Temas Étnicos: Masculino e Feminino?

 

 

Roseli Fischmann
(Faculdade de Educação da USP / Univ. Mackenzie)

A quem partilha comigo o Mistério

 

Diz a lenda que no tempo e nas sociedades em que se acreditavam em deusas, os seres humanos aceitavam mais facilmente o imponderável e o imprevisível.

 

A criação feminina representada pela gestação e parto de filhos, saída de suas entranhas, sugeria a possibilidade da criação do mundo e da espécie nos mesmos termos.

 

A fecundidade, apresentada na dependência da interação com o Outro, força oposta e complementar, sugeria a necessidade de recriação cotidiana da natureza e da própria humanidade. A geração, uma vez efetivada, provida de potencial próprio, incontrolável, porém dependente, ao longo da gestação, do corpo que a contém, indicava caminhos de uma cosmogonia livre de sentidos prévios, embora inevitavelmente atrelada à concepção primordial divina.

 

A possibilidade do espanto e do susto, pelo imprevisível, convivendo, portanto, com a festa do infinito das possibilidades.

 

Em outra perspectiva, culturas que priorizaram ou monopolizaram na figura masculina a divindade, viram-se na iminência de terem que atribuir à palavra a criação. Ao corpo masculino foi atribuída onipotência, poder de vida e de morte, de geração de mundos e povos. Na impossibilidade de comprovação corpórea da veracidade do que se erigiu como matéria de fé, identificou-se à capacidade da fala, a capacidade da criação: ao pronunciar o que deve ser, o criador faz com que a criatura SEJA. Dado o fato de que à palavra precede o pensamento, atribuiu-se ao criador a capacidade de intenção prévia, delineamento consciente e total controle de sua obra. Uma figura masculina, portanto, que independe de uma parceira para criar e, mais ainda, que domina plena, completa e totalmente o gérmen e os destinos de sua criatura, do próprio cosmos. A responsabilidade da decisão e da definição do futuro, pela possibilidade de controle, convivendo, portanto, com a angústia da onipotência, ilusória.

• • • • • • •

Instruções:
A. Pode reproduzir, do ensaio sobre masculino e feminino, o trecho de "A criação feminina" até "concepção primordial divina.", sem nenhuma alteração?
B. Pode devolver todas as entradas, linha por linha e sem mudar nada, deixando as imagens de fora?
O ensaio e as entradas vêm de fontes diferentes.

Material fornecido:
• • • • • • •

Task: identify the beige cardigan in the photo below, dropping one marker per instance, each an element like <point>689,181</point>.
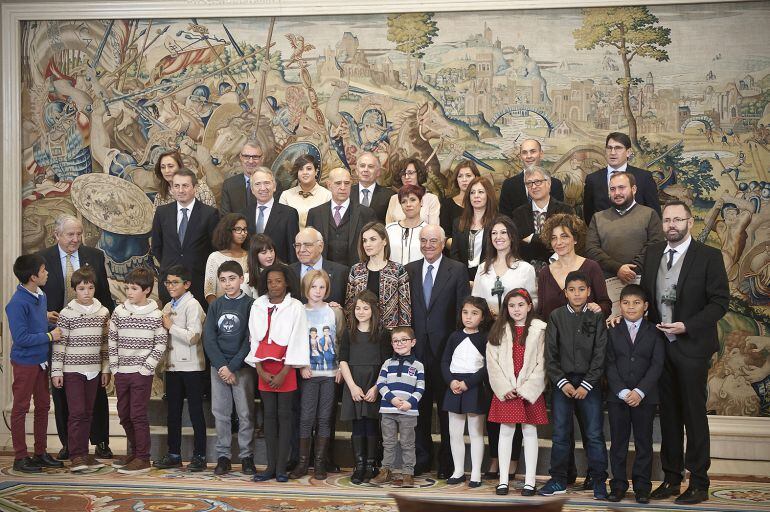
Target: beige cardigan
<point>531,381</point>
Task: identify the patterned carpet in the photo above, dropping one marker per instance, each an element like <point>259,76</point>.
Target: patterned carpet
<point>179,491</point>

• • • • • • •

Respostas:
A.
A criação feminina representada pela gestação e parto de filhos, saída de suas entranhas, sugeria a possibilidade da criação do mundo e da espécie nos mesmos termos.

 

A fecundidade, apresentada na dependência da interação com o Outro, força oposta e complementar, sugeria a necessidade de recriação cotidiana da natureza e da própria humanidade. A geração, uma vez efetivada, provida de potencial próprio, incontrolável, porém dependente, ao longo da gestação, do corpo que a contém, indicava caminhos de uma cosmogonia livre de sentidos prévios, embora inevitavelmente atrelada à concepção primordial divina.

B.
Task: identify the beige cardigan in the photo below, dropping one marker per instance, each an element like <point>689,181</point>.
Target: beige cardigan
<point>531,381</point>
Task: identify the patterned carpet in the photo above, dropping one marker per instance, each an element like <point>259,76</point>.
Target: patterned carpet
<point>179,491</point>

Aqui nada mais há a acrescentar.